Reproduce the material in full, exactly as written.
═══
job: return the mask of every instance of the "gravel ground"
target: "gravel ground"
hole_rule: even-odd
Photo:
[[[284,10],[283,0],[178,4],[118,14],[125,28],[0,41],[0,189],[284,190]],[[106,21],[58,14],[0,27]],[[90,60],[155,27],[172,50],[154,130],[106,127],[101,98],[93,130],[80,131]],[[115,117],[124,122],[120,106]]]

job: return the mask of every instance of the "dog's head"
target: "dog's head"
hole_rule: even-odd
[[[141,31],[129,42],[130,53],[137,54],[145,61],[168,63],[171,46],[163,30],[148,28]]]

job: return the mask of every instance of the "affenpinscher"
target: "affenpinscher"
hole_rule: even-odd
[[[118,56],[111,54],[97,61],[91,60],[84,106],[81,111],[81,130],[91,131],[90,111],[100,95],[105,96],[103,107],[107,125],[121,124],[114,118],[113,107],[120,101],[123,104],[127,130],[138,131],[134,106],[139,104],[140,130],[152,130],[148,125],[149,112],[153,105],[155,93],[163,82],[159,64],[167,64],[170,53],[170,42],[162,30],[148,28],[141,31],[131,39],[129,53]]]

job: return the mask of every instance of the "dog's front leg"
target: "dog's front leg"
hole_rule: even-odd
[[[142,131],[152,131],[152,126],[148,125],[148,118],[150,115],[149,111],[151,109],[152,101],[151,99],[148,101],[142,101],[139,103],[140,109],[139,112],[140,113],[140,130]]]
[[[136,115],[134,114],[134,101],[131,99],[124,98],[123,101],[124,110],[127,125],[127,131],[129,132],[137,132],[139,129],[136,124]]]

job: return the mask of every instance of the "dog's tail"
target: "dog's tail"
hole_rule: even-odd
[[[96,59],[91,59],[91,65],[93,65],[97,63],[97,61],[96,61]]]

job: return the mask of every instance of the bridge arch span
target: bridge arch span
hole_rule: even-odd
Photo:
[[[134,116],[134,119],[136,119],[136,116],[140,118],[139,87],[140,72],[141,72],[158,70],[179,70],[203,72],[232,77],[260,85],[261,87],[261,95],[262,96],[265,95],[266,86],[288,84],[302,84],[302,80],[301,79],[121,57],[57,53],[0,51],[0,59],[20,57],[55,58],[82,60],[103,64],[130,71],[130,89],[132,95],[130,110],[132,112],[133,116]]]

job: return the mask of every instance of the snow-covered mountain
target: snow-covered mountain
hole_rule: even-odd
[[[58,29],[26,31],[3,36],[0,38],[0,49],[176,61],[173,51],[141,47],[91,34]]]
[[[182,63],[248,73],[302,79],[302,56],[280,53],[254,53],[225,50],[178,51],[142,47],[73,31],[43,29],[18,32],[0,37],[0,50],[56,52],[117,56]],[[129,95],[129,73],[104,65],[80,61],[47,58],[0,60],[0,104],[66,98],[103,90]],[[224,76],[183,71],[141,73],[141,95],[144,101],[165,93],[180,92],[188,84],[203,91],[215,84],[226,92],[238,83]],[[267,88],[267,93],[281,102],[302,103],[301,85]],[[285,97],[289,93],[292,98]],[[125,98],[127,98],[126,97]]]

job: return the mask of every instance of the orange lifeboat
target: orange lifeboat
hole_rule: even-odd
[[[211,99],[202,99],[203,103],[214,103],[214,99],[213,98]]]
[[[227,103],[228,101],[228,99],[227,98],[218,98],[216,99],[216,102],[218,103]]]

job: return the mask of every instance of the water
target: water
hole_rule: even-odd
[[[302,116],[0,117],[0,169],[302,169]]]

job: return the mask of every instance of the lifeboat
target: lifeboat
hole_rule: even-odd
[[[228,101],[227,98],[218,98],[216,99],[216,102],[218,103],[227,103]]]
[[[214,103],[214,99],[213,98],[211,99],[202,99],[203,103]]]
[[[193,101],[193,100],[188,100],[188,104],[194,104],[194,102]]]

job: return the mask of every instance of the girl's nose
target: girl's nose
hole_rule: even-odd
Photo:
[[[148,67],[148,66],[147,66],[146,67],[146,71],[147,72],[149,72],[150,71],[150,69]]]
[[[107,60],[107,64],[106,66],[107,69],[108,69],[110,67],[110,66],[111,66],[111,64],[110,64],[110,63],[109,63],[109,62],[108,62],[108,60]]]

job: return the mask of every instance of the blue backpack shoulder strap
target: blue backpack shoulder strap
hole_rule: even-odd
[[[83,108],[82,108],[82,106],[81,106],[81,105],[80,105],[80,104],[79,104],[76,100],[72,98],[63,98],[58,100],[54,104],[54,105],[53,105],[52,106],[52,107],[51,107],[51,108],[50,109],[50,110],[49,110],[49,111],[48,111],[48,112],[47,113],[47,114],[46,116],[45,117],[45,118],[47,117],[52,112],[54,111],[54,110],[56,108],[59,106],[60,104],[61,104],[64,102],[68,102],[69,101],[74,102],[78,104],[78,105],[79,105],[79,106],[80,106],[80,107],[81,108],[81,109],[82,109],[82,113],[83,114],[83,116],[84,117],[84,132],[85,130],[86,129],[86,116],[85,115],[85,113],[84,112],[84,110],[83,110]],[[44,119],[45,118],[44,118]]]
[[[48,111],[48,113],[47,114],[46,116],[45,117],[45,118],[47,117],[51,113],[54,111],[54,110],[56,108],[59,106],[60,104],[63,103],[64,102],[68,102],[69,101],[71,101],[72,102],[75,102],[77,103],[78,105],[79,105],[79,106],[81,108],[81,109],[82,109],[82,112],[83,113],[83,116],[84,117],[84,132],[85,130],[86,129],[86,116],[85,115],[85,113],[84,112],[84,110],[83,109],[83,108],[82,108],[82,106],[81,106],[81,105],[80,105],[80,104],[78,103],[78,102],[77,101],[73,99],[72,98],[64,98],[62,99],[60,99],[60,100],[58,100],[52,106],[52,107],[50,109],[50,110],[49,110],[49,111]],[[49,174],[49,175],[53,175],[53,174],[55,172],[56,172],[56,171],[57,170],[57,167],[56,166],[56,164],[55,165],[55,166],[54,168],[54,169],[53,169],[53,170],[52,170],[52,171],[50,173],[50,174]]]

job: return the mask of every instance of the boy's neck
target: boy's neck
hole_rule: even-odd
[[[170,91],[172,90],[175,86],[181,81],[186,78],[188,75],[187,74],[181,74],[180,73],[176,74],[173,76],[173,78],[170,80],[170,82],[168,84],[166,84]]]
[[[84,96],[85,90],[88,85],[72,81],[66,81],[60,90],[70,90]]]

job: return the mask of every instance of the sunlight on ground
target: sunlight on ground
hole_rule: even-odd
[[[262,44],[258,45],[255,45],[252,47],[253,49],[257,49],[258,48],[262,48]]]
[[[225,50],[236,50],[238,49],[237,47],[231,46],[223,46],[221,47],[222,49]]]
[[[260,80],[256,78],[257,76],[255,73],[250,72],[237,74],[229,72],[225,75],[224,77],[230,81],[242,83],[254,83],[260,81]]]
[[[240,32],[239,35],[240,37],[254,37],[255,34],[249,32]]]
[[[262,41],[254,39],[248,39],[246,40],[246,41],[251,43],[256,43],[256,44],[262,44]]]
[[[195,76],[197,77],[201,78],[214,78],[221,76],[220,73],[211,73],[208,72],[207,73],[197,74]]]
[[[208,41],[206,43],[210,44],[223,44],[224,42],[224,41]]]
═══
• _Solution for this task_
job: return the mask of every instance of the "gravel ground"
target: "gravel ground"
hole_rule: even-odd
Photo:
[[[284,10],[283,0],[178,4],[118,14],[125,28],[0,41],[0,189],[284,190]],[[106,21],[58,14],[0,27]],[[90,60],[155,27],[172,50],[154,130],[106,127],[101,98],[93,130],[80,131]],[[115,117],[124,122],[120,106]]]

job: return the mask of every instance of the "dog's head"
target: "dog's head"
hole_rule: even-odd
[[[141,31],[129,42],[130,53],[137,54],[145,61],[168,63],[171,46],[163,30],[148,28]]]

job: return the mask of every instance of the "affenpinscher"
target: "affenpinscher"
hole_rule: even-odd
[[[118,56],[111,54],[97,61],[91,60],[84,106],[81,111],[81,130],[91,131],[90,111],[100,95],[105,96],[103,107],[107,125],[121,124],[114,118],[113,107],[120,101],[123,104],[127,130],[138,131],[134,106],[139,104],[140,130],[152,130],[148,125],[149,112],[153,105],[155,93],[163,82],[159,64],[167,64],[170,53],[170,42],[162,30],[148,28],[141,31],[131,39],[129,53]]]

job: return the mask of every instance of the "dog's front leg"
target: "dog's front leg"
hole_rule: even-odd
[[[142,131],[152,131],[152,126],[148,125],[148,118],[150,115],[149,111],[151,109],[152,101],[151,99],[148,101],[142,101],[139,103],[140,109],[139,112],[140,113],[140,130]]]
[[[136,115],[134,114],[134,101],[131,99],[124,98],[123,101],[124,110],[127,125],[127,131],[129,132],[137,132],[139,129],[136,124]]]

job: return the mask of every instance of the "dog's tail"
target: "dog's tail"
hole_rule: even-odd
[[[96,59],[91,59],[91,65],[93,65],[97,63],[97,61],[96,61]]]

job: return the mask of every instance of the bridge arch span
target: bridge arch span
hole_rule: even-odd
Photo:
[[[134,116],[134,119],[136,119],[136,116],[140,118],[139,87],[140,72],[141,72],[158,70],[179,70],[203,72],[232,77],[260,85],[261,87],[261,95],[262,96],[265,95],[266,86],[288,84],[302,84],[302,80],[301,79],[121,57],[57,53],[0,51],[0,59],[20,57],[55,58],[82,60],[103,64],[130,71],[130,89],[132,95],[130,110],[132,112],[133,116]]]

job: return the mask of every instance of the snow-covered mountain
target: snow-covered mountain
hole_rule: even-odd
[[[58,29],[26,31],[3,36],[0,38],[0,49],[176,61],[173,51],[141,47],[91,34]]]
[[[182,63],[248,73],[302,79],[302,56],[280,53],[254,53],[225,50],[178,51],[142,47],[73,31],[43,29],[18,32],[0,37],[0,50],[56,52],[117,56]],[[129,95],[129,73],[104,65],[80,61],[47,58],[0,60],[0,104],[66,98],[103,90]],[[224,76],[183,71],[141,73],[141,95],[144,101],[165,93],[180,92],[188,84],[203,91],[215,84],[226,92],[238,83]],[[267,88],[267,93],[281,102],[302,103],[301,85]],[[285,97],[289,93],[292,98]],[[125,98],[127,98],[126,97]]]

job: return the mask of every instance of the orange lifeboat
target: orange lifeboat
hole_rule: even-odd
[[[211,99],[202,99],[203,103],[214,103],[214,99],[213,98]]]
[[[227,103],[228,101],[228,99],[227,98],[218,98],[216,99],[216,102],[218,103]]]

job: return the mask of every instance of the water
target: water
hole_rule: even-odd
[[[302,116],[0,117],[0,169],[302,169]]]

job: return the mask of every instance of the lifeboat
target: lifeboat
hole_rule: even-odd
[[[228,101],[227,98],[218,98],[216,99],[216,102],[218,103],[227,103]]]
[[[214,103],[214,99],[213,98],[211,99],[202,99],[203,103]]]
[[[193,101],[193,100],[188,100],[188,104],[194,104],[194,102]]]

job: return the mask of every instance of the girl's nose
target: girl's nose
hole_rule: even-odd
Photo:
[[[148,67],[148,66],[147,66],[146,67],[146,71],[147,72],[149,72],[150,71],[150,69]]]
[[[107,60],[107,64],[106,66],[107,69],[108,69],[110,67],[110,66],[111,66],[111,64],[110,64],[110,63],[109,63],[109,62],[108,62],[108,60]]]

job: return the mask of every instance of the blue backpack shoulder strap
target: blue backpack shoulder strap
hole_rule: even-odd
[[[83,108],[82,108],[82,106],[81,106],[81,105],[80,105],[80,104],[79,104],[76,100],[72,98],[63,98],[58,100],[54,104],[54,105],[53,105],[52,106],[52,107],[51,107],[51,108],[50,109],[50,110],[49,110],[49,111],[48,111],[48,112],[47,113],[47,114],[46,116],[45,117],[45,118],[47,117],[52,112],[54,111],[54,110],[56,108],[59,106],[60,104],[61,104],[64,102],[68,102],[69,101],[74,102],[78,104],[78,105],[79,105],[79,106],[80,106],[80,107],[81,108],[81,109],[82,109],[82,113],[83,114],[83,116],[84,117],[84,132],[85,130],[86,129],[86,116],[85,115],[85,113],[84,112],[84,110],[83,110]],[[44,119],[45,118],[44,118]]]
[[[48,111],[48,113],[47,114],[46,116],[45,117],[45,118],[47,117],[51,113],[54,111],[54,110],[56,108],[59,106],[60,104],[63,103],[64,102],[68,102],[69,101],[71,101],[72,102],[75,102],[77,103],[78,105],[79,105],[79,106],[81,108],[81,109],[82,109],[82,112],[83,113],[83,116],[84,117],[84,132],[85,130],[86,129],[86,116],[85,115],[85,113],[84,112],[84,110],[83,109],[83,108],[82,108],[82,106],[81,106],[81,105],[80,105],[80,104],[78,103],[78,102],[77,101],[73,99],[72,98],[64,98],[62,99],[60,99],[60,100],[58,100],[52,106],[52,107],[50,109],[50,110],[49,110],[49,111]],[[49,174],[49,175],[53,175],[53,174],[55,172],[56,172],[56,171],[57,170],[57,167],[56,166],[56,164],[55,165],[55,166],[54,168],[54,169],[53,169],[53,170],[52,170],[52,171],[50,173],[50,174]]]

job: return the mask of every instance of the boy's neck
target: boy's neck
hole_rule: even-odd
[[[170,91],[172,90],[175,86],[181,81],[186,78],[188,75],[187,74],[181,74],[180,73],[176,74],[173,76],[173,78],[170,80],[170,82],[168,84],[166,84]]]
[[[84,96],[85,90],[88,85],[72,81],[66,81],[60,90],[70,90]]]

job: return the mask of every instance of the sunlight on ground
target: sunlight on ground
hole_rule: even-odd
[[[262,44],[258,45],[255,45],[252,47],[253,49],[257,49],[258,48],[262,48]]]
[[[225,50],[236,50],[238,49],[237,47],[231,46],[223,46],[221,47],[222,49]]]
[[[260,80],[256,78],[257,76],[255,73],[250,72],[237,74],[229,72],[225,75],[224,77],[230,81],[242,83],[254,83],[260,81]]]
[[[240,32],[239,35],[240,37],[254,37],[255,34],[249,32]]]
[[[262,41],[254,39],[248,39],[246,40],[246,41],[251,43],[256,43],[256,44],[262,44]]]
[[[195,76],[197,77],[201,78],[214,78],[221,76],[220,73],[211,73],[208,72],[207,73],[197,74]]]
[[[208,41],[206,43],[210,44],[223,44],[224,42],[224,41]]]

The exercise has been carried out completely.